Motion made, and Question proposed, pursuant to Standing Order No. 102 (Standing Committees on European Community Documents). That this House take note of European Community Document No. 8680/89 relating to pigmeat prices ; and supports the Government's intention to negotiate measures which take account of the interests of consumers and pigmeat producers in the United Kingdom.-- [Mr. Greg Knight.]

Question agreed to.


Roads (South London)

Mr. Humfrey Malins (Croydon, North-West) : The petition that I present is signed by a vast number of people from all over London, particularly from south London, many of them from the borough of Croydon, which you and I, Mr. Speaker, have the honour to represent. My hon. Friend the Member for Croydon, South (Sir W. Clark) is here tonight, as I would expect, given his association with this matter. The petition contains over 10,000 signatures. Greenlink of Croydon and Mr. Delamore are closely involved. It urges the Secretary of State for Transport not to proceed with his plans for major new roads, which would be so damaging to the environment and the interests and welfare of residents not only of Croydon but of London and south London in particular. It says :

Wherefore your petitioners pray that your Honourable House urges the Secretary of State for Transport to recognise the great concern caused to the community in Streatham by the major road-building options contained in the South London Assessment Study and by other major roadbuilding proposed or planned for South London, in particular the East London River Crossing ; and that the manner of recognition should be as follows :-

(1) He should dismiss all options in the London Assessment Studies which propose major building.

#### What you need to do:
Answer these questions about the parliamentary record:
(a) Which European Community Document number does the motion concern?
(b) How many signatures does the petition contain?
(c) Which river crossing does the petition name as major roadbuilding planned for South London?

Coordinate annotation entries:
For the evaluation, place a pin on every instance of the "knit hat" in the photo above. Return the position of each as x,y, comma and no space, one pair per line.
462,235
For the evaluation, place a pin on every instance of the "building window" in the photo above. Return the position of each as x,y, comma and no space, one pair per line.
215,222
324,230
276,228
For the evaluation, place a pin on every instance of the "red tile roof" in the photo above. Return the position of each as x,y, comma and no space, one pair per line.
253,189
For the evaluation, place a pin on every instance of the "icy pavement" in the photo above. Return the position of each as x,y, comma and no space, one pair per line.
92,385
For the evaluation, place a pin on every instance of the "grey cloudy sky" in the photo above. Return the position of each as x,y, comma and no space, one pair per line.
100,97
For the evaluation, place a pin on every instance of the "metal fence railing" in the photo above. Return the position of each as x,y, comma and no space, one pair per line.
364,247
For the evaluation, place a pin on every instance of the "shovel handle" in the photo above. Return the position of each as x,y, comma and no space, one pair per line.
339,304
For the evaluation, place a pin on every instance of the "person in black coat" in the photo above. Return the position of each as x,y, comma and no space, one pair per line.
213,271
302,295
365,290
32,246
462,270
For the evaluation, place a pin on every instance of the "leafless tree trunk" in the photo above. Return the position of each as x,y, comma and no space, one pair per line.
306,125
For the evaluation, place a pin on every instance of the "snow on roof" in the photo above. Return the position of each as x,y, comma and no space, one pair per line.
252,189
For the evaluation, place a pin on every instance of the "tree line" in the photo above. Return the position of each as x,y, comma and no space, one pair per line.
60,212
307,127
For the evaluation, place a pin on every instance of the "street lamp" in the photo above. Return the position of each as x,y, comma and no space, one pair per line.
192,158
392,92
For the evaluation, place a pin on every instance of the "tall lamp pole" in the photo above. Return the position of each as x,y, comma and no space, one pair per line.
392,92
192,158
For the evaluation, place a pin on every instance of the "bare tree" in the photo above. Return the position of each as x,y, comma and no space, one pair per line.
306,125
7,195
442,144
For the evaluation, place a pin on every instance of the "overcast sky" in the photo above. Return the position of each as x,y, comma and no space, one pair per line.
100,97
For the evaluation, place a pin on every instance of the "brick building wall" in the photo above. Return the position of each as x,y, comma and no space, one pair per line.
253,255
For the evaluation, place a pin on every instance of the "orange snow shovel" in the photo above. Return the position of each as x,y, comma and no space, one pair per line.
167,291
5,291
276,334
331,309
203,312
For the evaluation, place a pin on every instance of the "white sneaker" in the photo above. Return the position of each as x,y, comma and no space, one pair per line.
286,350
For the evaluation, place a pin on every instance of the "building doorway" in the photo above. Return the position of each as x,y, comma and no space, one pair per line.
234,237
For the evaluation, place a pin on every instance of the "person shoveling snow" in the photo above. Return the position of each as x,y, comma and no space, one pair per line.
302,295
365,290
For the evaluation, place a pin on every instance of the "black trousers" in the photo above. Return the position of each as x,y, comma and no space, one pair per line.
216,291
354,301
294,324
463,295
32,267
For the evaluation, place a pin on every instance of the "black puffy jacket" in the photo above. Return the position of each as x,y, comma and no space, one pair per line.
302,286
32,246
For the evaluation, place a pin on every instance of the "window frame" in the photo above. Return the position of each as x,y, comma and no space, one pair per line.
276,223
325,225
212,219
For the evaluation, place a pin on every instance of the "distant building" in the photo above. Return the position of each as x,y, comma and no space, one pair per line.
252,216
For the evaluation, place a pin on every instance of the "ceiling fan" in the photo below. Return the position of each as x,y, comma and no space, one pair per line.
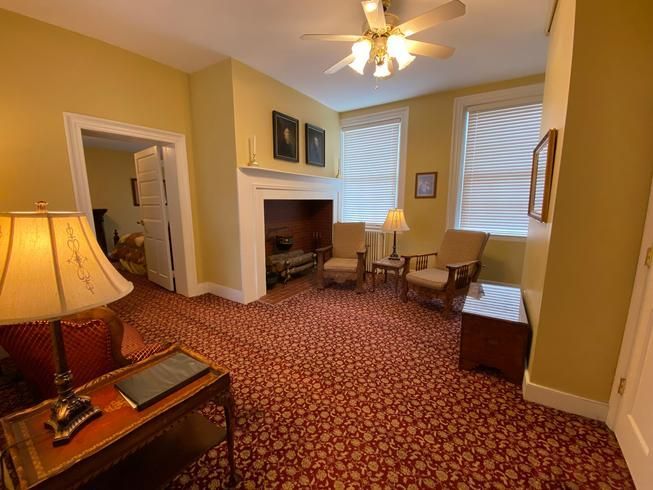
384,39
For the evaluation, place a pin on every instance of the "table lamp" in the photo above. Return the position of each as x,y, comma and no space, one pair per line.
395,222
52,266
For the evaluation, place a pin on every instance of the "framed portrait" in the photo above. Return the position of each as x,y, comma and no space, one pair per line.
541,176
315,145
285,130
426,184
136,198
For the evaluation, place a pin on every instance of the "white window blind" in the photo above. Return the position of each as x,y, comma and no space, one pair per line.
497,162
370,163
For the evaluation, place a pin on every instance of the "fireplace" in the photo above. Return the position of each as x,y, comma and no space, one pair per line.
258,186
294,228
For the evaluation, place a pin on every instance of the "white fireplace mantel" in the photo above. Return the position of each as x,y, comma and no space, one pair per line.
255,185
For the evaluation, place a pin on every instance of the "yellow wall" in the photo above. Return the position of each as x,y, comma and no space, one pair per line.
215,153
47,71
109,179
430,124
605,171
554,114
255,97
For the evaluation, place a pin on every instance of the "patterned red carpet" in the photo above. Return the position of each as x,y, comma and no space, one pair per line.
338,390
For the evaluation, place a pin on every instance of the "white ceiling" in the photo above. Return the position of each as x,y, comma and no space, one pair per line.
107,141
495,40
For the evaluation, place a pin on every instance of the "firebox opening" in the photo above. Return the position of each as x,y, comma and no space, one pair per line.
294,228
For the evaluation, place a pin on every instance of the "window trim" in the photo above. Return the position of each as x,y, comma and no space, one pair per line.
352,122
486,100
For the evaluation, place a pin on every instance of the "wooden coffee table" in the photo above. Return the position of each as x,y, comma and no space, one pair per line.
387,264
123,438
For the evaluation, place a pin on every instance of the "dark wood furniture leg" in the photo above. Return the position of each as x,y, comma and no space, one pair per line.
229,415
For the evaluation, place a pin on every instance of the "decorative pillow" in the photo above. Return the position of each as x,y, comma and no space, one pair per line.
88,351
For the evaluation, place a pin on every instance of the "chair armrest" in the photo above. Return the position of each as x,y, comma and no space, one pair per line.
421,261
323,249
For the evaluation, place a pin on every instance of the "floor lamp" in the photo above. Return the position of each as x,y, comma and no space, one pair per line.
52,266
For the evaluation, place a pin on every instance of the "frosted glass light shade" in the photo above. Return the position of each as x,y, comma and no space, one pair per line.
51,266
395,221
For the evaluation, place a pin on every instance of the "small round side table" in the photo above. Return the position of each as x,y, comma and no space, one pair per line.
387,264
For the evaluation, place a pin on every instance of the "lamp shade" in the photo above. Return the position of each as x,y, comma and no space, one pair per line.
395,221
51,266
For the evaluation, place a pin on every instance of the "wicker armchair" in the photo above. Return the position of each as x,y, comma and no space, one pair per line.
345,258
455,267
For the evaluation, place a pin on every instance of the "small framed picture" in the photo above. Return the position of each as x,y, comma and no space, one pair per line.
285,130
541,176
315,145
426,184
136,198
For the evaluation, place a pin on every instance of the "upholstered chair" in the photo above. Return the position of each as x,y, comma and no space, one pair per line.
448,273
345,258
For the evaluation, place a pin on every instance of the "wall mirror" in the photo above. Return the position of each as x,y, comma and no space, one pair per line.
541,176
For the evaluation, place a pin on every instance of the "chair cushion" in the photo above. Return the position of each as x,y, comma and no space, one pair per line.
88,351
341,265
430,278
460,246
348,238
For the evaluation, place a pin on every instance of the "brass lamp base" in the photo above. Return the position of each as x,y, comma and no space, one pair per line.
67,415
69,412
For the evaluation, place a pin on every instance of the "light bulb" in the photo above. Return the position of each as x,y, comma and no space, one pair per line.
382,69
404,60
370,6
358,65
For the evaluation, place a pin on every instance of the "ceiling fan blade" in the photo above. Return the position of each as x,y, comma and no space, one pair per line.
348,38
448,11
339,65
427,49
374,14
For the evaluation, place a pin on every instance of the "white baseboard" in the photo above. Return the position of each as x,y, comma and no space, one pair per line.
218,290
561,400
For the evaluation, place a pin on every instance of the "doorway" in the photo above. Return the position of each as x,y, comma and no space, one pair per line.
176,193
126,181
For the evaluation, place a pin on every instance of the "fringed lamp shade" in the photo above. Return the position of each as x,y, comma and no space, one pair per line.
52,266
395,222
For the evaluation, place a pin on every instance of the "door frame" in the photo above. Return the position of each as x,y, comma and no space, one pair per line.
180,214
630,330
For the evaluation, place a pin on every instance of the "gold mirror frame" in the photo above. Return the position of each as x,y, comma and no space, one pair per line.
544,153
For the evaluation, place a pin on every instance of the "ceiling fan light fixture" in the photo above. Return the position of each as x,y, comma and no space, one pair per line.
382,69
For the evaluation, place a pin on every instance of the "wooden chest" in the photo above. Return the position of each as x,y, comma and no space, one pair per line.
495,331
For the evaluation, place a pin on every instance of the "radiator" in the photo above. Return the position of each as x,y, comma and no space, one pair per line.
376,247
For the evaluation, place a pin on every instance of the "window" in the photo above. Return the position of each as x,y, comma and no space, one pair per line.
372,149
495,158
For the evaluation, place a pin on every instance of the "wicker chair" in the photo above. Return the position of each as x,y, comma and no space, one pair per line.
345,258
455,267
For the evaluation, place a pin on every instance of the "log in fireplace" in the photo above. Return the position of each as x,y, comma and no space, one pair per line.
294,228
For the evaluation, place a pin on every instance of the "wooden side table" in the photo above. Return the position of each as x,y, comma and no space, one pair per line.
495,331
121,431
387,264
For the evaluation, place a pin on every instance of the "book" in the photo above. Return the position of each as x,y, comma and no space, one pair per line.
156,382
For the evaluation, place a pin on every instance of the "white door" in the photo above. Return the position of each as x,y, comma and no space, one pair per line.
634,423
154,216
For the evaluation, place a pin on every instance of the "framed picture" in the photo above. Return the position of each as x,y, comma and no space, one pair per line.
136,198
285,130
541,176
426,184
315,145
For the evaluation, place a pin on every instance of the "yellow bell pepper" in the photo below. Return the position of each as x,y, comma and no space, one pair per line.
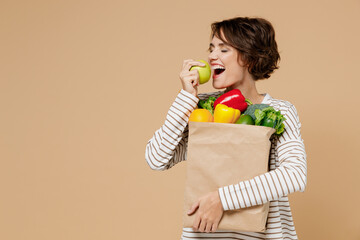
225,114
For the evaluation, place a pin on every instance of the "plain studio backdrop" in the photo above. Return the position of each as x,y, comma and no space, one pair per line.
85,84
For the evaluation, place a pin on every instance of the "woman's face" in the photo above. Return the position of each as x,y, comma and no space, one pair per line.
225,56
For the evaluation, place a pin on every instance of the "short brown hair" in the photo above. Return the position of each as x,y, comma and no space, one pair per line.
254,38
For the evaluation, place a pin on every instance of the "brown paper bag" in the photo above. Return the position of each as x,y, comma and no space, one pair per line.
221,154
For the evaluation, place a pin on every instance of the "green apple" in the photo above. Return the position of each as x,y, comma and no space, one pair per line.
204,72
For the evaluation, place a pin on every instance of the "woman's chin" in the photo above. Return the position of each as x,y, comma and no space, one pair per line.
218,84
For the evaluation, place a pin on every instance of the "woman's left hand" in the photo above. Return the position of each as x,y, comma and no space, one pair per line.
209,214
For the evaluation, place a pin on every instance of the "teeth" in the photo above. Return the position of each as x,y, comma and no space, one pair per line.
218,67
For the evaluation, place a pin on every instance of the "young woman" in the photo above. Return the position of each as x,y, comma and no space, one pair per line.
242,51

#### Final result:
(a) No. 8680/89
(b) Over 10,000
(c) The East London River Crossing